[Extracted data entries]
◆ ◆ ◆ ◆ ◆ ◆ ◆
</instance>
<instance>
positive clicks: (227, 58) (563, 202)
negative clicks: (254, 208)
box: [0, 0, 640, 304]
◆ ◆ ◆ ◆ ◆ ◆ ◆
Your task is to reproduce each entry exactly.

</instance>
<instance>
positive clicks: (227, 58) (563, 202)
negative clicks: (254, 208)
box: [0, 0, 640, 304]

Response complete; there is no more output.